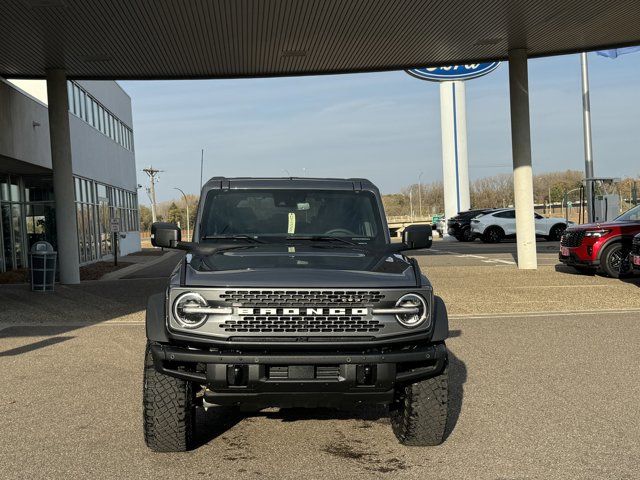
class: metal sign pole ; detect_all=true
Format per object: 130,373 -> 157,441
439,80 -> 470,237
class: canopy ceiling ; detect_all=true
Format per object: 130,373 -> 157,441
2,0 -> 640,79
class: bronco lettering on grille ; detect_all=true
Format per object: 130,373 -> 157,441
237,307 -> 368,316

-------------------------

Activity
Copy out all the data above exactly as written. Skip the pictures.

Output of the task
class: metal sign pole ; detect_all=true
Format per object: 130,373 -> 157,441
439,80 -> 470,237
class: canopy ceiling ; detect_all=true
Format per object: 130,373 -> 157,441
2,0 -> 640,79
class: bronco lettering on grille ; detect_all=true
Format per object: 130,373 -> 157,441
237,307 -> 368,316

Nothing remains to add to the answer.